#### [TASK MATERIAL]
::::

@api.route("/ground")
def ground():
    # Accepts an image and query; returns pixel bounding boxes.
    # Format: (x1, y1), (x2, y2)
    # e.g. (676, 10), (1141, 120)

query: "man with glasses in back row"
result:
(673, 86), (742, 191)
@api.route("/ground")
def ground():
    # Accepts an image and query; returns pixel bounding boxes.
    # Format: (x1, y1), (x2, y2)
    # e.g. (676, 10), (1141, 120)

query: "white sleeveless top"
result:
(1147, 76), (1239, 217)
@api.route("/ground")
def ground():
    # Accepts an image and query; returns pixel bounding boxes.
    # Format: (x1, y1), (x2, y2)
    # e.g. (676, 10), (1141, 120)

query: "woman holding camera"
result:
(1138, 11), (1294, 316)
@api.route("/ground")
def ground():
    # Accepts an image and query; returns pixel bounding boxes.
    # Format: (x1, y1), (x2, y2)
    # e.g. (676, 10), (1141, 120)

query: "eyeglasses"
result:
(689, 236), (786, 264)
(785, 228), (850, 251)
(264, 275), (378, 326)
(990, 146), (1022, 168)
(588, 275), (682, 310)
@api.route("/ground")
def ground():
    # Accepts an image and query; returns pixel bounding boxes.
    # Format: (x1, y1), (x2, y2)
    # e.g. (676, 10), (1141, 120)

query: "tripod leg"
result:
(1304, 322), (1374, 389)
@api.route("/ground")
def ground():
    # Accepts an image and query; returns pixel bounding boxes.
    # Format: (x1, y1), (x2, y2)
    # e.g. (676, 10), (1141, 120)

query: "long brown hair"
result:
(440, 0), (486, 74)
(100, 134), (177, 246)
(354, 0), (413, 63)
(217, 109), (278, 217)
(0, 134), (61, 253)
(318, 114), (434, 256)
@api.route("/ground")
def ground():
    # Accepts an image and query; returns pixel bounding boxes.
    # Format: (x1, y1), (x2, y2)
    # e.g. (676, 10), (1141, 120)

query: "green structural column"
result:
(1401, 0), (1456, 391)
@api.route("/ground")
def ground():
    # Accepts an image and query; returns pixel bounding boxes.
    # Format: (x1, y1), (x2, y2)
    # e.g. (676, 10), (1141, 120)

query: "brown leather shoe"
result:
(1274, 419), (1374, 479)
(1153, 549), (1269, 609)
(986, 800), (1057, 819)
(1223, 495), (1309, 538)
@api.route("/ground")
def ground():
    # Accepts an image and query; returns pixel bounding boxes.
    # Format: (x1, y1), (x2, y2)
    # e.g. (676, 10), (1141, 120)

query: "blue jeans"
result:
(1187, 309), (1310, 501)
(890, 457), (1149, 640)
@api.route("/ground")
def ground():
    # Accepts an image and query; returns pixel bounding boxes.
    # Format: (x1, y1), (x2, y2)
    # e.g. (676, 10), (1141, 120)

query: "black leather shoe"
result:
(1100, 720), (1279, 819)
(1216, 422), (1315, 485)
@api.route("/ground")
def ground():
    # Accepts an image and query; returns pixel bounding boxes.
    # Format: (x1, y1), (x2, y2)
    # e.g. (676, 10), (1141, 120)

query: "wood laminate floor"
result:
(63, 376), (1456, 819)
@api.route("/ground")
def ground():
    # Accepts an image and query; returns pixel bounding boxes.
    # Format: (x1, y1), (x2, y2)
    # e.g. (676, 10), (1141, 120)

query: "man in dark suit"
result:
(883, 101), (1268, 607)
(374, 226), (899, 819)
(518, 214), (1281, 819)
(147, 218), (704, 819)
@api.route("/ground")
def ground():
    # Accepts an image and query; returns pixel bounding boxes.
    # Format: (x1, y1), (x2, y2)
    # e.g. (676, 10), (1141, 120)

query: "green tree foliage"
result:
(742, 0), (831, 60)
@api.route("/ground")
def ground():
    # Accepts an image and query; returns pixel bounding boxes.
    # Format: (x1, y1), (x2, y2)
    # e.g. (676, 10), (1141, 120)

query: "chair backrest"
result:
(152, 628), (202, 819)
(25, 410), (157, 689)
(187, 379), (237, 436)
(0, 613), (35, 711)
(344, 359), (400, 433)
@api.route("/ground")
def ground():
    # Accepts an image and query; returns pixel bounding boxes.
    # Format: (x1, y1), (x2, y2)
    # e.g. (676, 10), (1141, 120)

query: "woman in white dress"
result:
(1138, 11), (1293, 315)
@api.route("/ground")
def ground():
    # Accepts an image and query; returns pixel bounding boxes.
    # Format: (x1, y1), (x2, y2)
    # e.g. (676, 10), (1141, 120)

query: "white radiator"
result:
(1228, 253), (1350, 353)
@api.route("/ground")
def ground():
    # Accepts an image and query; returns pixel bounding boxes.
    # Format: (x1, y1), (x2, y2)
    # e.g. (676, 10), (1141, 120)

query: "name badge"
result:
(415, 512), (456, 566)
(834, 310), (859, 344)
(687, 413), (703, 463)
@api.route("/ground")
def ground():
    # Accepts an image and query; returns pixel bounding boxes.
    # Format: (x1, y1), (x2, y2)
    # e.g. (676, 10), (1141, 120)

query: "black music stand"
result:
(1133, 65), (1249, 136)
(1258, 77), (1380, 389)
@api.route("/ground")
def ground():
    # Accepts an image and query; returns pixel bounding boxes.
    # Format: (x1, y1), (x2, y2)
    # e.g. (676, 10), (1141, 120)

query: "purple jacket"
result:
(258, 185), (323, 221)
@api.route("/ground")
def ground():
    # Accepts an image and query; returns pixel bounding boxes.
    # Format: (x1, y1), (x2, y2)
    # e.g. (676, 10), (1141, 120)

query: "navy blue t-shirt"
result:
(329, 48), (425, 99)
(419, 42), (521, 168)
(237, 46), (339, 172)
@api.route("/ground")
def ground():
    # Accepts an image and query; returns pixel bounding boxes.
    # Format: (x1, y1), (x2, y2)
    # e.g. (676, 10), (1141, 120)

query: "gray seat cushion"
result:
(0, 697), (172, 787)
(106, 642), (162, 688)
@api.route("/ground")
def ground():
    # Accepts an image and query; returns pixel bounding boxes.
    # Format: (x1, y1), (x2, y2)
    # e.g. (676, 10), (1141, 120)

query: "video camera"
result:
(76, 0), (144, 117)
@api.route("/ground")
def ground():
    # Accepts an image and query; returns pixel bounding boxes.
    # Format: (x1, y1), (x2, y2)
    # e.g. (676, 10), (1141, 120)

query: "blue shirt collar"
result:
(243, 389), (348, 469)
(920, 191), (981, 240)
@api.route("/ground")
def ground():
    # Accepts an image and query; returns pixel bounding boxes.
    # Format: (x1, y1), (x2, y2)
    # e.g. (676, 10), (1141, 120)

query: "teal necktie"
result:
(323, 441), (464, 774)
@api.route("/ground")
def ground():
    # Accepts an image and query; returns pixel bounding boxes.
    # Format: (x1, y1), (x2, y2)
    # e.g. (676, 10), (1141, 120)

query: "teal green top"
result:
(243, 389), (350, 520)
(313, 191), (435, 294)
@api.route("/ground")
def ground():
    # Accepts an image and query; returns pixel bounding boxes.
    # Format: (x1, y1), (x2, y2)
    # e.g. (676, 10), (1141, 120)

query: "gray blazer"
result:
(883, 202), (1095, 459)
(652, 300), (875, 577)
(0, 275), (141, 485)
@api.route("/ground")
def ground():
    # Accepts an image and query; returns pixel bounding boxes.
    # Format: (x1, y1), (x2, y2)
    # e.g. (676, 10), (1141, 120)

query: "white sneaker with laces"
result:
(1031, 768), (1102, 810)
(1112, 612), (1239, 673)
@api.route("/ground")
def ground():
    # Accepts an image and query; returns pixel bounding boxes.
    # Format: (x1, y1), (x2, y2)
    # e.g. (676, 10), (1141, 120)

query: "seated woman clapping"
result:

::::

Please format all of the records above as a JSON list of strings with one string per line, leaving out blank lines.

[
  "@api.route(\"/ground\")",
  "def ground():",
  "    # Accepts an image and query; returns pixel bounding boxes.",
  "    # Format: (x1, y1), (x2, y2)",
  "    # e.g. (676, 10), (1141, 120)",
  "query: \"man with glasses in back row\"",
  "result:",
  "(673, 86), (742, 191)",
  "@api.route(\"/ground\")",
  "def ground():",
  "    # Accepts an image and query; returns pixel bounding boxes.",
  "    # Format: (x1, y1), (x2, y2)",
  "    # e.g. (676, 10), (1141, 120)",
  "query: \"white sleeveless top\"",
  "result:",
  "(1147, 76), (1239, 217)",
  "@api.route(\"/ground\")",
  "def ground():",
  "    # Accepts an image and query; returns pixel bounding boxes.",
  "    # Format: (x1, y1), (x2, y2)",
  "    # e.g. (676, 10), (1141, 120)",
  "query: \"woman holding camera\"",
  "result:",
  "(1138, 11), (1294, 316)",
  "@api.route(\"/ground\")",
  "def ground():",
  "    # Accepts an image and query; returns pixel bounding boxes.",
  "    # Format: (x1, y1), (x2, y2)",
  "    # e.g. (676, 10), (1141, 120)",
  "query: \"eyeglasses\"",
  "result:",
  "(689, 236), (786, 264)",
  "(785, 228), (850, 251)",
  "(264, 275), (378, 326)",
  "(990, 146), (1022, 168)",
  "(588, 275), (682, 310)",
  "@api.route(\"/ground\")",
  "def ground():",
  "    # Accepts an image and query; returns pixel bounding boxes.",
  "    # Format: (x1, y1), (x2, y2)",
  "    # e.g. (676, 10), (1141, 120)",
  "query: \"tripod leg\"",
  "result:",
  "(1304, 322), (1374, 389)",
  "@api.route(\"/ground\")",
  "def ground():",
  "    # Accepts an image and query; returns pixel bounding boxes.",
  "    # Format: (x1, y1), (x2, y2)",
  "    # e.g. (676, 10), (1141, 120)",
  "query: \"long brown hair\"",
  "result:",
  "(440, 0), (486, 74)",
  "(100, 134), (177, 246)",
  "(354, 0), (413, 63)",
  "(217, 109), (278, 217)",
  "(0, 134), (61, 253)",
  "(318, 114), (434, 256)",
  "@api.route(\"/ground\")",
  "def ground():",
  "    # Accepts an image and query; returns pixel bounding boxes.",
  "    # Format: (x1, y1), (x2, y2)",
  "    # e.g. (676, 10), (1141, 120)",
  "query: \"green structural column\"",
  "result:",
  "(1401, 0), (1456, 391)",
  "@api.route(\"/ground\")",
  "def ground():",
  "    # Accepts an image and query; returns pixel bounding boxes.",
  "    # Format: (x1, y1), (x2, y2)",
  "    # e.g. (676, 10), (1141, 120)",
  "query: \"brown leather shoe\"",
  "result:",
  "(1274, 419), (1374, 479)",
  "(1153, 549), (1269, 609)",
  "(986, 800), (1057, 819)",
  "(1223, 495), (1309, 538)",
  "@api.route(\"/ground\")",
  "def ground():",
  "    # Accepts an image and query; returns pixel bounding boxes.",
  "    # Format: (x1, y1), (x2, y2)",
  "    # e.g. (676, 10), (1141, 120)",
  "query: \"blue jeans\"",
  "result:",
  "(1187, 309), (1310, 501)",
  "(890, 457), (1149, 640)",
  "@api.route(\"/ground\")",
  "def ground():",
  "    # Accepts an image and query; returns pixel bounding boxes.",
  "    # Format: (x1, y1), (x2, y2)",
  "    # e.g. (676, 10), (1141, 120)",
  "query: \"black leather shoe\"",
  "result:",
  "(1100, 720), (1279, 819)",
  "(1216, 422), (1315, 485)",
  "@api.route(\"/ground\")",
  "def ground():",
  "    # Accepts an image and query; returns pixel bounding boxes.",
  "    # Format: (x1, y1), (x2, y2)",
  "    # e.g. (676, 10), (1141, 120)",
  "query: \"wood laminate floor\"",
  "result:",
  "(63, 376), (1456, 819)",
  "@api.route(\"/ground\")",
  "def ground():",
  "    # Accepts an image and query; returns pixel bounding boxes.",
  "    # Format: (x1, y1), (x2, y2)",
  "    # e.g. (676, 10), (1141, 120)",
  "query: \"man in dark suit\"",
  "result:",
  "(883, 101), (1268, 607)",
  "(374, 226), (899, 819)",
  "(518, 214), (1281, 819)",
  "(147, 218), (704, 819)",
  "@api.route(\"/ground\")",
  "def ground():",
  "    # Accepts an image and query; returns pixel bounding boxes.",
  "    # Format: (x1, y1), (x2, y2)",
  "    # e.g. (676, 10), (1141, 120)",
  "query: \"green tree foliage\"",
  "result:",
  "(742, 0), (831, 60)",
  "@api.route(\"/ground\")",
  "def ground():",
  "    # Accepts an image and query; returns pixel bounding boxes.",
  "    # Format: (x1, y1), (x2, y2)",
  "    # e.g. (676, 10), (1141, 120)",
  "query: \"chair backrest\"",
  "result:",
  "(152, 628), (202, 819)",
  "(25, 410), (157, 689)",
  "(187, 379), (237, 436)",
  "(0, 613), (35, 711)",
  "(344, 359), (400, 433)",
  "@api.route(\"/ground\")",
  "def ground():",
  "    # Accepts an image and query; returns pixel bounding boxes.",
  "    # Format: (x1, y1), (x2, y2)",
  "    # e.g. (676, 10), (1141, 120)",
  "query: \"woman in white dress\"",
  "result:",
  "(1138, 11), (1293, 315)",
  "@api.route(\"/ground\")",
  "def ground():",
  "    # Accepts an image and query; returns pixel bounding boxes.",
  "    # Format: (x1, y1), (x2, y2)",
  "    # e.g. (676, 10), (1141, 120)",
  "query: \"white radiator\"",
  "result:",
  "(1228, 253), (1350, 353)",
  "@api.route(\"/ground\")",
  "def ground():",
  "    # Accepts an image and query; returns pixel bounding boxes.",
  "    # Format: (x1, y1), (x2, y2)",
  "    # e.g. (676, 10), (1141, 120)",
  "query: \"name badge\"",
  "result:",
  "(415, 512), (456, 566)",
  "(834, 310), (859, 344)",
  "(687, 413), (703, 463)",
  "@api.route(\"/ground\")",
  "def ground():",
  "    # Accepts an image and query; returns pixel bounding boxes.",
  "    # Format: (x1, y1), (x2, y2)",
  "    # e.g. (676, 10), (1141, 120)",
  "query: \"black music stand\"",
  "result:",
  "(1133, 65), (1249, 136)",
  "(1258, 77), (1380, 389)",
  "@api.route(\"/ground\")",
  "def ground():",
  "    # Accepts an image and query; returns pixel bounding boxes.",
  "    # Format: (x1, y1), (x2, y2)",
  "    # e.g. (676, 10), (1141, 120)",
  "query: \"purple jacket\"",
  "result:",
  "(258, 185), (323, 221)",
  "@api.route(\"/ground\")",
  "def ground():",
  "    # Accepts an image and query; returns pixel bounding boxes.",
  "    # Format: (x1, y1), (x2, y2)",
  "    # e.g. (676, 10), (1141, 120)",
  "query: \"navy blue t-shirt\"",
  "result:",
  "(329, 48), (425, 99)",
  "(419, 42), (521, 168)",
  "(237, 46), (339, 172)",
  "@api.route(\"/ground\")",
  "def ground():",
  "    # Accepts an image and query; returns pixel bounding boxes.",
  "    # Format: (x1, y1), (x2, y2)",
  "    # e.g. (676, 10), (1141, 120)",
  "query: \"gray seat cushion\"",
  "result:",
  "(0, 697), (172, 787)",
  "(106, 642), (162, 688)",
  "@api.route(\"/ground\")",
  "def ground():",
  "    # Accepts an image and query; returns pixel bounding boxes.",
  "    # Format: (x1, y1), (x2, y2)",
  "    # e.g. (676, 10), (1141, 120)",
  "query: \"video camera\"",
  "result:",
  "(76, 0), (144, 117)",
  "@api.route(\"/ground\")",
  "def ground():",
  "    # Accepts an image and query; returns pixel bounding boxes.",
  "    # Format: (x1, y1), (x2, y2)",
  "    # e.g. (676, 10), (1141, 120)",
  "query: \"blue shirt collar\"",
  "result:",
  "(243, 389), (348, 469)",
  "(920, 191), (981, 240)",
  "@api.route(\"/ground\")",
  "def ground():",
  "    # Accepts an image and query; returns pixel bounding boxes.",
  "    # Format: (x1, y1), (x2, y2)",
  "    # e.g. (676, 10), (1141, 120)",
  "query: \"teal necktie\"",
  "result:",
  "(323, 441), (464, 774)",
  "@api.route(\"/ground\")",
  "def ground():",
  "    # Accepts an image and query; returns pixel bounding boxes.",
  "    # Format: (x1, y1), (x2, y2)",
  "    # e.g. (676, 10), (1141, 120)",
  "query: \"teal green top\"",
  "result:",
  "(243, 389), (350, 520)",
  "(313, 191), (435, 294)",
  "@api.route(\"/ground\")",
  "def ground():",
  "    # Accepts an image and query; returns pixel bounding boxes.",
  "    # Format: (x1, y1), (x2, y2)",
  "    # e.g. (676, 10), (1141, 120)",
  "query: \"gray blazer\"",
  "result:",
  "(883, 202), (1095, 459)",
  "(652, 300), (875, 577)",
  "(0, 275), (141, 485)",
  "@api.route(\"/ground\")",
  "def ground():",
  "    # Accepts an image and query; returns pixel bounding boxes.",
  "    # Format: (x1, y1), (x2, y2)",
  "    # e.g. (676, 10), (1141, 120)",
  "query: \"white sneaker with laces\"",
  "result:",
  "(1031, 768), (1102, 810)",
  "(1112, 612), (1239, 673)",
  "@api.route(\"/ground\")",
  "def ground():",
  "    # Accepts an image and query; returns pixel bounding boxes.",
  "    # Format: (x1, y1), (x2, y2)",
  "    # e.g. (676, 10), (1141, 120)",
  "query: \"seated woman clapping\"",
  "result:"
]